Records from a data source
● ● ● ●

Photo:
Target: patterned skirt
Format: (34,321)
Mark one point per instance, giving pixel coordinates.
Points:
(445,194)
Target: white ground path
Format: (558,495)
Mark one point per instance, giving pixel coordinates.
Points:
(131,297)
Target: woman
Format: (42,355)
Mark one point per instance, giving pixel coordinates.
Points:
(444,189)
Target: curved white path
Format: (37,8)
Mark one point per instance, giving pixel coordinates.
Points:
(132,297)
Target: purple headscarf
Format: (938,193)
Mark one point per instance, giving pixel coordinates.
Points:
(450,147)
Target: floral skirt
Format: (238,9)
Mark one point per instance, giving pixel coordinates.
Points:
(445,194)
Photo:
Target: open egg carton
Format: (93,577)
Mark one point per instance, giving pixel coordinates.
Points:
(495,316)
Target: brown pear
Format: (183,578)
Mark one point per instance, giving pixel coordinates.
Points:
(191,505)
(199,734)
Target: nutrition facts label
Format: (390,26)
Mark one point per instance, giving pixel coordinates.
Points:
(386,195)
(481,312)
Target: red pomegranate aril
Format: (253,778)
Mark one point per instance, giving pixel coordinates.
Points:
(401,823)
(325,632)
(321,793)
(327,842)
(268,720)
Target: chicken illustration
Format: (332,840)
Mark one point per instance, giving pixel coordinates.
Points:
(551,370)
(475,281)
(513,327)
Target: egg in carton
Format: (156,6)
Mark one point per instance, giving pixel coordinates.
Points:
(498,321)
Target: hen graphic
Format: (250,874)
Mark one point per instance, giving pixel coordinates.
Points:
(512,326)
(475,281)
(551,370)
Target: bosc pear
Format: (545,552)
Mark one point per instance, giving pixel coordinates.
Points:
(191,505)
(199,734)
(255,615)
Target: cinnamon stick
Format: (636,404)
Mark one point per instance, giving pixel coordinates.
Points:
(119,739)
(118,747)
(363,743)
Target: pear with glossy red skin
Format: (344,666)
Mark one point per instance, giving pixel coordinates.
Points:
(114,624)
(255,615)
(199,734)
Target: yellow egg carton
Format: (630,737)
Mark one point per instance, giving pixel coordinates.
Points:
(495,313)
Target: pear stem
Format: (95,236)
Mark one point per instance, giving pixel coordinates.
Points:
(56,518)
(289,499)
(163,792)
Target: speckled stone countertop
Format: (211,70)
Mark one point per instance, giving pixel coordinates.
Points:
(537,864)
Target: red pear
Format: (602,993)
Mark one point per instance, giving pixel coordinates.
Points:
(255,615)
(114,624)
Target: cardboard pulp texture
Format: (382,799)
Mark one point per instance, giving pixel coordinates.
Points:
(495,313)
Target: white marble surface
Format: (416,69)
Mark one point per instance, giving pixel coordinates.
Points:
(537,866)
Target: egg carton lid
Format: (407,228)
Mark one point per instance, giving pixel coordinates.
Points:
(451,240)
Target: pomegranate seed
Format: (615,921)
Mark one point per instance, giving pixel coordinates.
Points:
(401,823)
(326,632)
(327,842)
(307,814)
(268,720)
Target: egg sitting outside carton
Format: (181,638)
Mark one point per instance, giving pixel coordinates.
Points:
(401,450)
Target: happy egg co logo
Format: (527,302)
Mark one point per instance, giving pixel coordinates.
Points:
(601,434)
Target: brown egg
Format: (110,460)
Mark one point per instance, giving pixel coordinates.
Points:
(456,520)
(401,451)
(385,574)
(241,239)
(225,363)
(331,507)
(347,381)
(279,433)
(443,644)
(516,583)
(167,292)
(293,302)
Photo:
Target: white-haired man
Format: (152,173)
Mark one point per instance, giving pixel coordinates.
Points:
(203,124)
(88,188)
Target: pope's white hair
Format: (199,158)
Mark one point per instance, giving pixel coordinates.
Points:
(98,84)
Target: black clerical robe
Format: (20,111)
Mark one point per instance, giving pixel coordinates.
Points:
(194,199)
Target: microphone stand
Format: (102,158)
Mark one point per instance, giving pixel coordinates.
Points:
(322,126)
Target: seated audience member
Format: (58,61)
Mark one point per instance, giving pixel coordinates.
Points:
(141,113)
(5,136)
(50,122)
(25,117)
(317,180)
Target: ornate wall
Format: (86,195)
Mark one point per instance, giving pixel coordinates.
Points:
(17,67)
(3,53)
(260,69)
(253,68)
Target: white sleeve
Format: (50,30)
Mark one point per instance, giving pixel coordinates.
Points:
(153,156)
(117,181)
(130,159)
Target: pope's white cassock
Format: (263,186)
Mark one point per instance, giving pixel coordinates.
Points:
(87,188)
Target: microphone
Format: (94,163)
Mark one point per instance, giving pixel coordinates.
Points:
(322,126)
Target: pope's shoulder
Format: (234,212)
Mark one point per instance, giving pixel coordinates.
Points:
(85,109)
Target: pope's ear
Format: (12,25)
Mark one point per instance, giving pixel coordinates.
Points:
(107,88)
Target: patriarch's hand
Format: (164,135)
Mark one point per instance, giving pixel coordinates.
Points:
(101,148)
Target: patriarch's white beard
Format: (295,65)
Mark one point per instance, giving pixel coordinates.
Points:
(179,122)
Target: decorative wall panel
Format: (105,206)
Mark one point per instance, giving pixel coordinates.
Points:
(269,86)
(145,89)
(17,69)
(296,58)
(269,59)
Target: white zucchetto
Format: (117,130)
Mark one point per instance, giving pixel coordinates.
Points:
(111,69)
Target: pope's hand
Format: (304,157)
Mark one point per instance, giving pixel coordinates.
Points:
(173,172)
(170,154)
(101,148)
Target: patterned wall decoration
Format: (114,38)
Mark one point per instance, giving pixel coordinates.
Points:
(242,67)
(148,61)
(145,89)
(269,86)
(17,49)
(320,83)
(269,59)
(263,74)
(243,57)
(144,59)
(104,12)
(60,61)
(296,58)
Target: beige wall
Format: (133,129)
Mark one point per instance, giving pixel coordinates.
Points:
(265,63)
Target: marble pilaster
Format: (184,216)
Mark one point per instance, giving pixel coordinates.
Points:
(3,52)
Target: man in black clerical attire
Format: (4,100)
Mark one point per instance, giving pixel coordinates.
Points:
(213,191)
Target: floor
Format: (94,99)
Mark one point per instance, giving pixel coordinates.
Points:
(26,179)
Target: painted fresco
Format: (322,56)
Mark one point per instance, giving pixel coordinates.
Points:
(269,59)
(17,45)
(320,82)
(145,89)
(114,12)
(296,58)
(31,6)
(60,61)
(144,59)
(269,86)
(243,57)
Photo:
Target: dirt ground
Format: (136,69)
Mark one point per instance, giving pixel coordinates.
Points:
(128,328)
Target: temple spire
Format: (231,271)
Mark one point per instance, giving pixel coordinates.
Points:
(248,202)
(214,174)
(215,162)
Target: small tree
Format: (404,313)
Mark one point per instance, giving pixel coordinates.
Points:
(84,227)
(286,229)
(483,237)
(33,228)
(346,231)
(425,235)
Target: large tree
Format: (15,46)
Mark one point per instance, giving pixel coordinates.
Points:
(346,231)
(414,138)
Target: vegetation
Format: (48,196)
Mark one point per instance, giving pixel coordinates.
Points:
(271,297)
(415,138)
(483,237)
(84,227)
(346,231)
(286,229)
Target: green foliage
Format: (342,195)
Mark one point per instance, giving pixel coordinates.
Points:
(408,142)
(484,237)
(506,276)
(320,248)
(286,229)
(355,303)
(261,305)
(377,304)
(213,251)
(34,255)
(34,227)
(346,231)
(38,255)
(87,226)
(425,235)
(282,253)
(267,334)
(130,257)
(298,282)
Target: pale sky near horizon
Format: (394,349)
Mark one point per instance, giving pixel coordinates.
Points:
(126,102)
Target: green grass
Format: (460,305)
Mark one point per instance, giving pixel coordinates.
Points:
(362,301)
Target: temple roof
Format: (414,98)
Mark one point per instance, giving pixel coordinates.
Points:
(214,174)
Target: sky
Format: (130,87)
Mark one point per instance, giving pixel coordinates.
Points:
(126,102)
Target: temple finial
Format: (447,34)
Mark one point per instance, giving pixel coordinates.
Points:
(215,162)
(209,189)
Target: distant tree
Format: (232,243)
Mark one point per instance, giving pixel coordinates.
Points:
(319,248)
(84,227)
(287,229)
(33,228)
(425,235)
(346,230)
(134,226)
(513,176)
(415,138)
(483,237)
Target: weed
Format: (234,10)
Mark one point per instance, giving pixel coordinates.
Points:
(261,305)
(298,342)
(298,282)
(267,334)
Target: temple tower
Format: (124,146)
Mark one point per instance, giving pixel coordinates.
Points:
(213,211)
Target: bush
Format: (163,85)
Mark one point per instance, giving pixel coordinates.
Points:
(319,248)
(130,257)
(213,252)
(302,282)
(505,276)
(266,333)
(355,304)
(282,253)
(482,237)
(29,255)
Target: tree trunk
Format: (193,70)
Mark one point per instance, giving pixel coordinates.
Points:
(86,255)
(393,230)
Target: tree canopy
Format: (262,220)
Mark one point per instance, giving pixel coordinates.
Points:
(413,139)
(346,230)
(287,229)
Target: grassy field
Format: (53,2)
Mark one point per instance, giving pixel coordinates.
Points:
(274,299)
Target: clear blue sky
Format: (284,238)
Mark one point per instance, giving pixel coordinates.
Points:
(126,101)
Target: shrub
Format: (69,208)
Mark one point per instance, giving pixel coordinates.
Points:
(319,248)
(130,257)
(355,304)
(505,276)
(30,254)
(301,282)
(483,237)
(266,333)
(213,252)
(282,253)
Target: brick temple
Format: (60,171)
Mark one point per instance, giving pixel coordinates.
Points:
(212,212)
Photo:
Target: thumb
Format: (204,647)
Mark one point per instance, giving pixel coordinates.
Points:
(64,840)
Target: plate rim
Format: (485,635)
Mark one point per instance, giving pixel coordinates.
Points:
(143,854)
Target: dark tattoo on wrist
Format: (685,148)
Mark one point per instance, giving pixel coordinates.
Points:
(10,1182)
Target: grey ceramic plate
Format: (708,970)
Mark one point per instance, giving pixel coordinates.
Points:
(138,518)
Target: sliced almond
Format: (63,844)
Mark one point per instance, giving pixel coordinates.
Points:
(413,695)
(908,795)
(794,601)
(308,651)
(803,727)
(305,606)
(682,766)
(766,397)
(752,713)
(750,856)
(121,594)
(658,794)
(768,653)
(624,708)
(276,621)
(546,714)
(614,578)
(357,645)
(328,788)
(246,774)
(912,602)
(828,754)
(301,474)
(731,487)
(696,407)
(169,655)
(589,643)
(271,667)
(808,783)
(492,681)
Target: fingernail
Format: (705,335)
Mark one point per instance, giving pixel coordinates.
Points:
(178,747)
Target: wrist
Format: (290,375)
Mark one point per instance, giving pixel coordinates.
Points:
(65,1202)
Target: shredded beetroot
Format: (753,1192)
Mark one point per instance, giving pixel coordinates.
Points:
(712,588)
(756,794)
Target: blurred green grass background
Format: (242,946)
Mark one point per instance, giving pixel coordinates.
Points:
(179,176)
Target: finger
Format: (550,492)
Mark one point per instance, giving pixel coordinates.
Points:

● ● ● ●

Repeat, character for character, the lines from the one that holds "Target: sliced almond" to the final line of the material, inclusive, and no other lines.

■ Result of the task ■
Target: sliced almond
Format: (63,844)
Mark one point per instance, giving pixel coordinates.
Points:
(413,695)
(908,795)
(794,601)
(308,651)
(803,727)
(305,606)
(682,766)
(766,397)
(752,713)
(750,856)
(121,594)
(658,794)
(768,653)
(624,708)
(276,621)
(546,714)
(614,578)
(357,645)
(328,788)
(246,774)
(912,602)
(828,754)
(301,474)
(731,487)
(696,407)
(169,655)
(589,643)
(271,667)
(808,783)
(492,681)
Target: fingernail
Format: (705,335)
Mark one point per instance, giving pixel coordinates.
Points:
(178,747)
Target: wrist
Format: (290,375)
Mark one point per instance, giving pixel coordinates.
Points:
(65,1202)
Target: shredded beetroot
Format: (753,1192)
Mark one point per instance, giving pixel coordinates.
Points:
(712,588)
(756,794)
Target: blurred green grass background
Format: (242,946)
Mark one point per instance, giving pixel coordinates.
Points:
(179,176)
Target: finger
Format: (550,492)
Mark one point per instance, giving pixel coordinates.
Points:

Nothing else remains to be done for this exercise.